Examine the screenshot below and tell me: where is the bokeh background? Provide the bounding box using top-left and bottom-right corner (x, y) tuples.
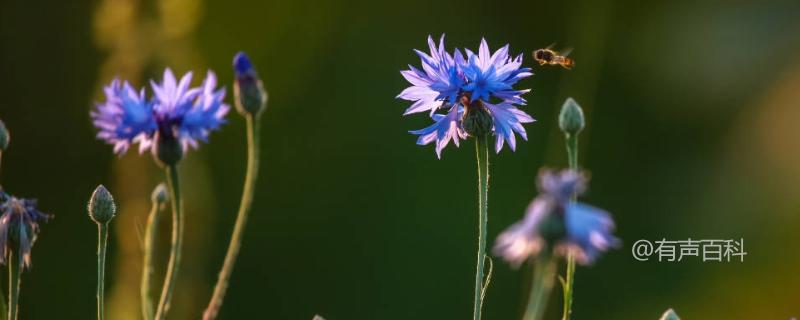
(0, 0), (800, 320)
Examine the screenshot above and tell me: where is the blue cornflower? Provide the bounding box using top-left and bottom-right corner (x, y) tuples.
(0, 191), (51, 268)
(463, 39), (533, 104)
(91, 69), (230, 159)
(397, 35), (534, 157)
(494, 170), (619, 267)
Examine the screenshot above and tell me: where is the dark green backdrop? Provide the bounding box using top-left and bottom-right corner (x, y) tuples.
(0, 0), (800, 320)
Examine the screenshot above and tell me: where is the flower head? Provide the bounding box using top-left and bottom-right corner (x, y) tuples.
(463, 39), (533, 104)
(91, 69), (230, 161)
(494, 170), (619, 267)
(397, 35), (534, 157)
(0, 191), (51, 268)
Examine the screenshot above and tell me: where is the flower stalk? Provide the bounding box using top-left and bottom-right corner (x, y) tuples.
(522, 252), (555, 320)
(140, 183), (168, 320)
(558, 98), (586, 320)
(87, 185), (117, 320)
(155, 163), (184, 320)
(97, 223), (108, 320)
(203, 52), (267, 320)
(472, 134), (491, 320)
(8, 249), (24, 320)
(203, 114), (260, 320)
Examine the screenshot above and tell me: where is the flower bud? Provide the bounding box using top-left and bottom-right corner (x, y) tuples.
(150, 183), (169, 204)
(0, 120), (11, 151)
(463, 100), (494, 137)
(661, 309), (681, 320)
(153, 130), (183, 167)
(558, 98), (586, 135)
(88, 184), (117, 223)
(233, 52), (267, 115)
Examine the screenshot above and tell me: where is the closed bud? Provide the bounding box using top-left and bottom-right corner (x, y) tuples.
(88, 185), (117, 223)
(233, 52), (267, 116)
(153, 131), (183, 167)
(661, 309), (681, 320)
(558, 98), (586, 135)
(463, 99), (494, 137)
(150, 183), (169, 204)
(0, 120), (11, 151)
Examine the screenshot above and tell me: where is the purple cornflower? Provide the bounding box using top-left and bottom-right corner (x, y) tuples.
(91, 69), (230, 158)
(0, 191), (51, 268)
(494, 170), (619, 267)
(397, 35), (534, 158)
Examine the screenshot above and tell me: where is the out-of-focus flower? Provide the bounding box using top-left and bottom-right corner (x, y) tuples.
(494, 170), (619, 267)
(397, 35), (534, 157)
(91, 69), (230, 162)
(0, 120), (11, 152)
(0, 191), (51, 268)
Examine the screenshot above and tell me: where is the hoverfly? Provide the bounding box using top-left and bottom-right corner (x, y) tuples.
(533, 45), (575, 69)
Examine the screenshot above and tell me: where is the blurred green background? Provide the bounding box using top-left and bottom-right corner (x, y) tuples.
(0, 0), (800, 320)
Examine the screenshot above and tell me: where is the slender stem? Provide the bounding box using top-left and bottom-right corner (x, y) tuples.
(203, 114), (259, 320)
(155, 165), (183, 320)
(97, 223), (108, 320)
(561, 134), (578, 320)
(8, 249), (22, 320)
(139, 201), (161, 320)
(0, 274), (8, 315)
(522, 253), (555, 320)
(472, 135), (489, 320)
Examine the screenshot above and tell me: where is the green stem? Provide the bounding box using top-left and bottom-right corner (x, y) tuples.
(561, 133), (578, 320)
(155, 165), (184, 320)
(472, 135), (489, 320)
(522, 253), (555, 320)
(139, 201), (161, 320)
(8, 249), (22, 320)
(97, 223), (108, 320)
(203, 114), (259, 320)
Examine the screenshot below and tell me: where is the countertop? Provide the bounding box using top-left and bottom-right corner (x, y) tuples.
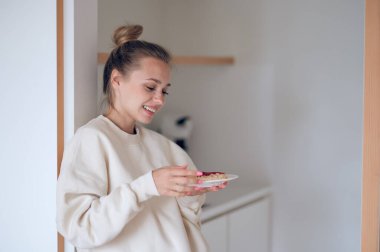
(201, 182), (272, 223)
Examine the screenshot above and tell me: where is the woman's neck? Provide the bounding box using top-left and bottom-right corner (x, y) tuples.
(104, 109), (136, 134)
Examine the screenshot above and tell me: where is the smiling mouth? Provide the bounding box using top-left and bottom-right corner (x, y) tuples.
(143, 105), (156, 113)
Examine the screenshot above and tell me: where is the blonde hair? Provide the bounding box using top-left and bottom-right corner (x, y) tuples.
(102, 25), (171, 113)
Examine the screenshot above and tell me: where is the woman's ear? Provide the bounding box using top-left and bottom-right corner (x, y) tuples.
(110, 69), (123, 88)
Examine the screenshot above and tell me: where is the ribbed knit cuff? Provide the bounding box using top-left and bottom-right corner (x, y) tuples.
(130, 171), (160, 202)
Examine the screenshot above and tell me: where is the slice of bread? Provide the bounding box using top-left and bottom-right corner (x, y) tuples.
(197, 172), (227, 181)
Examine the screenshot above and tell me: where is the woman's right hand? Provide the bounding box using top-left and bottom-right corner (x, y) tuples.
(152, 165), (202, 197)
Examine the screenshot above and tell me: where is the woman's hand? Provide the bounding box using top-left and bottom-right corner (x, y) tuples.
(152, 165), (227, 197)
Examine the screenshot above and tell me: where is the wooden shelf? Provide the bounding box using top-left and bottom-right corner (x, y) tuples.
(98, 53), (235, 65)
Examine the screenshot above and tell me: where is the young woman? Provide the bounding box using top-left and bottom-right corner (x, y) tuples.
(57, 25), (226, 252)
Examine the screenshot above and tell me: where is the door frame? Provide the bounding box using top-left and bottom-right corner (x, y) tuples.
(361, 0), (380, 252)
(56, 0), (380, 252)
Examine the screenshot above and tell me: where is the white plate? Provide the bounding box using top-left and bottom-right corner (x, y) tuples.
(189, 174), (239, 187)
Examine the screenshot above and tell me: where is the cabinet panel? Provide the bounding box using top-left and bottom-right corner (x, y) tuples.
(202, 215), (228, 252)
(228, 199), (269, 252)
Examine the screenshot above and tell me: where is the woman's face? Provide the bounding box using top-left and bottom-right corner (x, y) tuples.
(112, 57), (170, 124)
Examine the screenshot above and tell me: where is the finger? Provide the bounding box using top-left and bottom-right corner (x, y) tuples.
(171, 176), (201, 185)
(171, 167), (202, 177)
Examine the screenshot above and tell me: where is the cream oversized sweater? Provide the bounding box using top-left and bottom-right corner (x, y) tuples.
(57, 116), (207, 252)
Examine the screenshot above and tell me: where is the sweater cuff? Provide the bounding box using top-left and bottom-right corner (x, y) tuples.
(130, 171), (160, 202)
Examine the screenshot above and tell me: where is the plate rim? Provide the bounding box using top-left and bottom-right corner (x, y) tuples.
(188, 173), (239, 187)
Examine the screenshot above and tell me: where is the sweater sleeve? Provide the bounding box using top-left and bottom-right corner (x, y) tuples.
(172, 144), (206, 229)
(57, 131), (158, 248)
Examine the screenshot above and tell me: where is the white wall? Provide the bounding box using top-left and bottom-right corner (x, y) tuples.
(0, 0), (57, 252)
(64, 0), (98, 252)
(267, 0), (365, 252)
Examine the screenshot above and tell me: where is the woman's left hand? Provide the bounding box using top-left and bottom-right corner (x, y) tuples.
(187, 182), (228, 196)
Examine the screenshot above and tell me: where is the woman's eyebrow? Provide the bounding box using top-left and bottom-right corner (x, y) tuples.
(146, 78), (172, 87)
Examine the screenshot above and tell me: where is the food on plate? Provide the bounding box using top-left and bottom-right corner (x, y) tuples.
(197, 172), (227, 181)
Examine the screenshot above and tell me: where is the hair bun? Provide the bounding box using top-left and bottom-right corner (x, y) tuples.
(113, 25), (143, 47)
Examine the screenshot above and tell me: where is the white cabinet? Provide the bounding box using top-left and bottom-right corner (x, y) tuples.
(202, 215), (228, 252)
(202, 198), (270, 252)
(228, 199), (269, 252)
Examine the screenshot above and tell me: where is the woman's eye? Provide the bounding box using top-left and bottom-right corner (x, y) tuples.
(146, 86), (155, 92)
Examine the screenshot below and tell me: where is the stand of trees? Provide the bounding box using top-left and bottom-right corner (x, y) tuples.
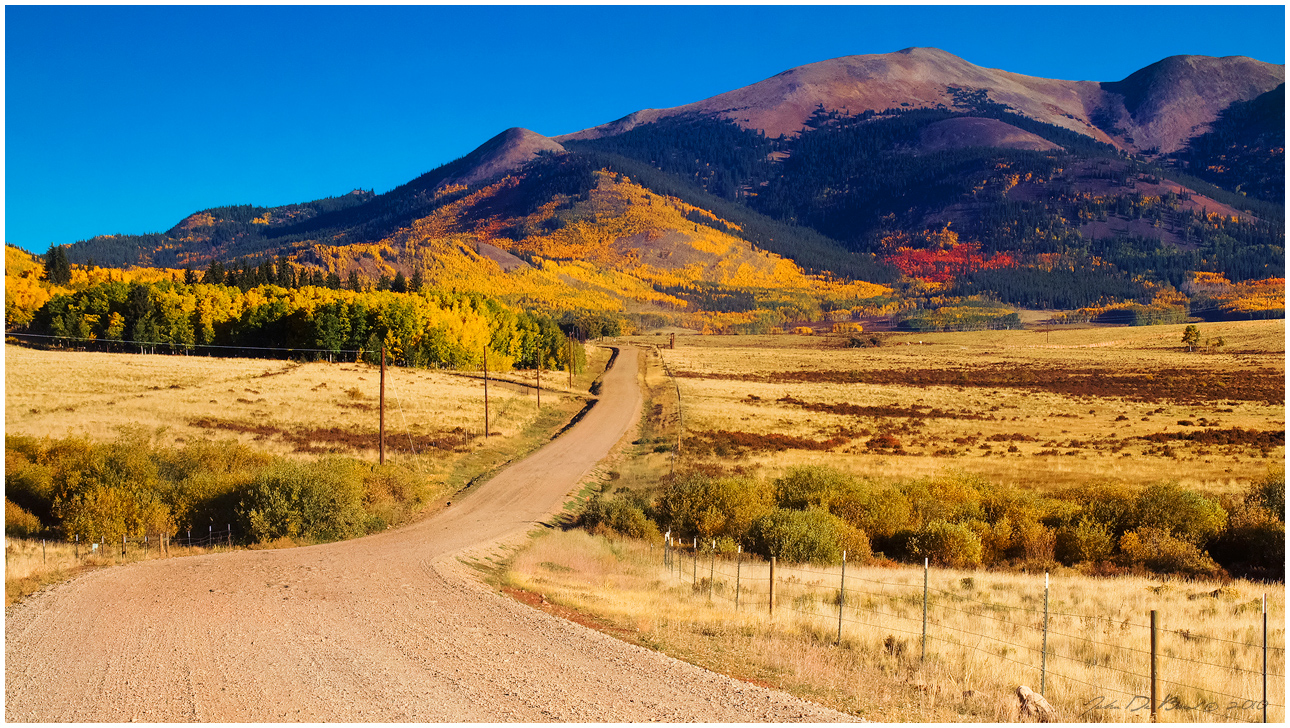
(28, 281), (585, 370)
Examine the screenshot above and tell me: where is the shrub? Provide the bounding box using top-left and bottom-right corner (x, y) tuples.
(1210, 502), (1286, 581)
(1055, 516), (1115, 567)
(1060, 483), (1138, 537)
(829, 481), (913, 538)
(1120, 525), (1226, 578)
(659, 472), (774, 541)
(908, 520), (982, 568)
(582, 494), (658, 540)
(749, 509), (871, 563)
(904, 470), (991, 525)
(240, 458), (368, 541)
(362, 463), (427, 531)
(4, 449), (54, 521)
(4, 498), (44, 538)
(1134, 483), (1227, 546)
(1245, 467), (1286, 521)
(775, 465), (855, 510)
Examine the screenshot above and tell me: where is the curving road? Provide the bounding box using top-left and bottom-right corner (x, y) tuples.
(5, 349), (849, 723)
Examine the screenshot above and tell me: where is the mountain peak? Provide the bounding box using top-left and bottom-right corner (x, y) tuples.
(444, 126), (565, 185)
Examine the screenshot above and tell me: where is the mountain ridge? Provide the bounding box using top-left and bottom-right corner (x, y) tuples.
(551, 48), (1285, 152)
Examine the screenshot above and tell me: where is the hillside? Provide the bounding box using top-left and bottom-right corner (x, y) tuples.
(40, 48), (1285, 330)
(556, 48), (1285, 158)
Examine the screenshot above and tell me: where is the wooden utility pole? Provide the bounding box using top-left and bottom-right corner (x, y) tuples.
(381, 345), (386, 465)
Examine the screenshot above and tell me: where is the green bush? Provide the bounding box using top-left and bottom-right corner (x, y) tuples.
(1059, 483), (1138, 538)
(239, 458), (368, 542)
(1134, 483), (1227, 547)
(908, 520), (982, 569)
(659, 472), (774, 541)
(829, 480), (913, 538)
(749, 509), (871, 563)
(775, 465), (855, 511)
(1209, 501), (1286, 581)
(4, 498), (44, 538)
(903, 470), (992, 529)
(4, 449), (54, 523)
(1245, 467), (1286, 523)
(1055, 516), (1116, 567)
(1120, 527), (1226, 578)
(582, 494), (658, 540)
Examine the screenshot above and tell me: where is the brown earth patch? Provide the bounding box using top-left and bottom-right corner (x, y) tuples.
(1138, 427), (1286, 449)
(685, 430), (851, 457)
(775, 396), (993, 420)
(188, 417), (476, 454)
(675, 364), (1285, 404)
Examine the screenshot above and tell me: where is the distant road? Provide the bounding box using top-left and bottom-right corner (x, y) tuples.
(5, 349), (849, 723)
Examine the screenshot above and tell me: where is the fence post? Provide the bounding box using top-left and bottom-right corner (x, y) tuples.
(1151, 609), (1158, 723)
(770, 556), (775, 618)
(1040, 572), (1047, 694)
(734, 543), (743, 612)
(837, 551), (846, 647)
(690, 536), (699, 586)
(918, 556), (928, 662)
(708, 541), (717, 603)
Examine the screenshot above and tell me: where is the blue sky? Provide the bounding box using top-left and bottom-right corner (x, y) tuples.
(5, 5), (1285, 252)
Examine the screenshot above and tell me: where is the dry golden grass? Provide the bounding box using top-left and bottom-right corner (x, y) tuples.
(503, 531), (1285, 722)
(614, 320), (1285, 493)
(4, 536), (227, 608)
(5, 346), (604, 458)
(5, 346), (609, 605)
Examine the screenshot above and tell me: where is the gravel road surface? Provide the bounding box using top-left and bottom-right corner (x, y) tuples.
(5, 349), (850, 723)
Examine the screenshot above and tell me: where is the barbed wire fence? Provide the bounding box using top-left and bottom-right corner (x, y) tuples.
(13, 524), (233, 563)
(663, 534), (1285, 723)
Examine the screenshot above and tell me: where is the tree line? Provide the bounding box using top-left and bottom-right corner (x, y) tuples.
(27, 271), (588, 370)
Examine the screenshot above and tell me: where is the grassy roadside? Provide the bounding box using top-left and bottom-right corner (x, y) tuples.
(485, 346), (975, 722)
(480, 340), (1285, 722)
(5, 346), (611, 609)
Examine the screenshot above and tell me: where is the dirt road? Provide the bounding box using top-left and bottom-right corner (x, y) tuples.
(5, 350), (848, 723)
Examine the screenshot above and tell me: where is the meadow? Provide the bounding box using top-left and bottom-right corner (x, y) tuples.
(499, 529), (1285, 723)
(495, 321), (1285, 722)
(5, 346), (609, 604)
(621, 320), (1285, 493)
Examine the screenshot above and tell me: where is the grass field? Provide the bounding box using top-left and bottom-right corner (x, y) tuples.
(5, 346), (610, 605)
(5, 346), (608, 458)
(619, 320), (1285, 493)
(499, 531), (1285, 723)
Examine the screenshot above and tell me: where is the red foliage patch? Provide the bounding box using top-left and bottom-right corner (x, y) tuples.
(884, 243), (1018, 283)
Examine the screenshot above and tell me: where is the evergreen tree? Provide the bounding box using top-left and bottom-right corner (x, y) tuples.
(45, 245), (72, 285)
(201, 261), (224, 285)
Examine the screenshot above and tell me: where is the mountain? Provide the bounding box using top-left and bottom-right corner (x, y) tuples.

────────────────────

▶ [PROBLEMA ASSEGNATO]: Elenca, copiandole per intero, tutte le righe qui sopra che contengono la parola "plate".

▶ [RISPOSTA SCRITTA]:
Examine the screenshot above and tell me: where is the white plate? Provide the bounding box using top-left and bottom-right corner (x, y) tuples.
Examine the screenshot above and tell me: where is the plate rim? Provide the bounding box using top-left and bottom-right corner (x, y) tuples.
Examine the screenshot above and tell me: where is the food on plate? Provide the bounding box using top-left and bottom-right corner (x, y) tuples.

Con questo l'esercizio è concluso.